* SET PROBLEM: Give back, without any change, everything from the start of the records down to and including the line that contains "137], [290, 134]]".

[Begin]

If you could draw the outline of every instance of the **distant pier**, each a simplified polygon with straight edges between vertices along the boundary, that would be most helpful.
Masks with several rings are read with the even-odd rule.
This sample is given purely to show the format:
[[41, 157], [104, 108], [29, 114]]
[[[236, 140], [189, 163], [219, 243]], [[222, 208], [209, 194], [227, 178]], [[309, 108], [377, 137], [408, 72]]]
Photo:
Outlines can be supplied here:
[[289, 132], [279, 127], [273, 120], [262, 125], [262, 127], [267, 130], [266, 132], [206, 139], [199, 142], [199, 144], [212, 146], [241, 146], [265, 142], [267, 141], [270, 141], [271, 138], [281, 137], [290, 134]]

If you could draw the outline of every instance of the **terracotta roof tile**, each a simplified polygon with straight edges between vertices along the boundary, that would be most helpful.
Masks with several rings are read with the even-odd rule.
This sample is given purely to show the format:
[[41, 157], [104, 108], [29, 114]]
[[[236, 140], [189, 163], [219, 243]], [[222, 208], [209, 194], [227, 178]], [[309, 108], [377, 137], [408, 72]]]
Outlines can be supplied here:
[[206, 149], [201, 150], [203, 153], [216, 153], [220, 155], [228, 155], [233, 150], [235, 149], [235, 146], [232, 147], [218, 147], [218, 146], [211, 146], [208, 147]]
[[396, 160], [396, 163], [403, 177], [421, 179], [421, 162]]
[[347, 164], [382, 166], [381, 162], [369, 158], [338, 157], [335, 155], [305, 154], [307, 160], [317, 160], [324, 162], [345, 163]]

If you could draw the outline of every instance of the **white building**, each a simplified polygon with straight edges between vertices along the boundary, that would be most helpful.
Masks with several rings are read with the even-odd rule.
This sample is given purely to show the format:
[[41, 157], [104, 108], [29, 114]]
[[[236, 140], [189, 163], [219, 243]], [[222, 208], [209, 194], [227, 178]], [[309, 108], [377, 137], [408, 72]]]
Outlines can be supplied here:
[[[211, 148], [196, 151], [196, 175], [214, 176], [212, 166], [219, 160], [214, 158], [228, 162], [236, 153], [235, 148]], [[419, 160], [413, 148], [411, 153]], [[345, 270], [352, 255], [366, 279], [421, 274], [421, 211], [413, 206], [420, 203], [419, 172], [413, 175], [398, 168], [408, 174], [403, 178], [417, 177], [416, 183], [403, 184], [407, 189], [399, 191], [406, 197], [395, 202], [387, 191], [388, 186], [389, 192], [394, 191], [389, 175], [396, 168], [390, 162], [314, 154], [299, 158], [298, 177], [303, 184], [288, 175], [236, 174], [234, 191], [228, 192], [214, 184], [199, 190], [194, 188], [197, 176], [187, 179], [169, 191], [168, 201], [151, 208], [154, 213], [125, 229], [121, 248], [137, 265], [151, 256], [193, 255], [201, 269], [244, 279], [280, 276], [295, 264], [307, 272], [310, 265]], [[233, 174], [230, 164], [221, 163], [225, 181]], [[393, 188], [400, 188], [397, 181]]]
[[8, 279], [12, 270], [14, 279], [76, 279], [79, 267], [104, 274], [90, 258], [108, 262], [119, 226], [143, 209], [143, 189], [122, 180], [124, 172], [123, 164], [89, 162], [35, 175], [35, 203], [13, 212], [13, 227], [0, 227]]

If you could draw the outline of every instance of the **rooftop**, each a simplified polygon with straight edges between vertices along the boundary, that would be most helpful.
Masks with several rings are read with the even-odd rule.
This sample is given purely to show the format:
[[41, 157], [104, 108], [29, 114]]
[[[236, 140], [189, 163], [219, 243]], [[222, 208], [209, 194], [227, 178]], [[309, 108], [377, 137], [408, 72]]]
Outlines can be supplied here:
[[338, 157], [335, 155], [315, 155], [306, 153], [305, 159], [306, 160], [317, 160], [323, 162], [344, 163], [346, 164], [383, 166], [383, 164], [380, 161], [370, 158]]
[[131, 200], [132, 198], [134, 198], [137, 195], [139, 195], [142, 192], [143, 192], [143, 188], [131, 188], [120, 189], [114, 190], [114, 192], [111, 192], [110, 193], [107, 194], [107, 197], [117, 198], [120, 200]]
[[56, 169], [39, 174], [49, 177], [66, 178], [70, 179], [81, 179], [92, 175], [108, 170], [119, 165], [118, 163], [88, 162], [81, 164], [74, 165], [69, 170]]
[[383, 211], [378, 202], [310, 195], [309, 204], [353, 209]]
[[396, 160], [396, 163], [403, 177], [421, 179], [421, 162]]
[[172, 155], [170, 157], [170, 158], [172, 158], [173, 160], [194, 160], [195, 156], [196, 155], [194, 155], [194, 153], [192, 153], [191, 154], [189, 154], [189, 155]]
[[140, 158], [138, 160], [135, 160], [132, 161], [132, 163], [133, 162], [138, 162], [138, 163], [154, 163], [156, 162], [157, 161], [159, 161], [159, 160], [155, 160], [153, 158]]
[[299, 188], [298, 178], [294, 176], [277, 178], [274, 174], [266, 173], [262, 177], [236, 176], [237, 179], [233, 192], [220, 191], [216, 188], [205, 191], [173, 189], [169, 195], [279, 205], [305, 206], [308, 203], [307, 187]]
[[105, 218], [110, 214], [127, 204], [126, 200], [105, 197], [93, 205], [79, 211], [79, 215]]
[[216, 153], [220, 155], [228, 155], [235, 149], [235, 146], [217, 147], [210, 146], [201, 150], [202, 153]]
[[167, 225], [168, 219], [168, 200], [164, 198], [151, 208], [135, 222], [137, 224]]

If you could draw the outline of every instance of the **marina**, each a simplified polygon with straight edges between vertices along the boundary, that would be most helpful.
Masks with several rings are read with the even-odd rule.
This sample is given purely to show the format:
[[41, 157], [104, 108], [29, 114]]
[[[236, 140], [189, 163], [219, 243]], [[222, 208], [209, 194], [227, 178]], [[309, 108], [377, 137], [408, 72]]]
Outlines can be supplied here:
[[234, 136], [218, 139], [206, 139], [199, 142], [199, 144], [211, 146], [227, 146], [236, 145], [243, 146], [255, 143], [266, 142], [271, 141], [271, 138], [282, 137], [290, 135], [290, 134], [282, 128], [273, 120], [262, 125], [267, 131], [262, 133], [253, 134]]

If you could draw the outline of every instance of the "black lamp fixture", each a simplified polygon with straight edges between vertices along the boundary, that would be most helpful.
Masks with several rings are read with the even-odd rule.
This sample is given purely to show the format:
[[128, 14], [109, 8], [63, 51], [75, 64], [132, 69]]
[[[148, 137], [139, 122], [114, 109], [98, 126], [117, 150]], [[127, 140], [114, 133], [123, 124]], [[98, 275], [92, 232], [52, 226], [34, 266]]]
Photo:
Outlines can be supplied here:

[End]

* RESULT OF THE TASK:
If you could draw the outline of every instance of the **distant pier**, each a simplified polygon with straight edges between vertices along the boundary, that would be most helpful.
Masks with several rings are read with the even-odd rule.
This sample is given purely to show the format:
[[41, 157], [104, 108], [29, 114]]
[[[236, 140], [189, 163], [219, 243]], [[222, 208], [209, 194], [227, 178]], [[309, 108], [377, 137], [408, 72]]]
Photo:
Outlines can be supplied here:
[[289, 132], [279, 127], [273, 120], [262, 125], [262, 127], [267, 130], [266, 132], [206, 139], [199, 142], [199, 144], [212, 146], [241, 146], [265, 142], [267, 141], [270, 141], [271, 138], [281, 137], [290, 134]]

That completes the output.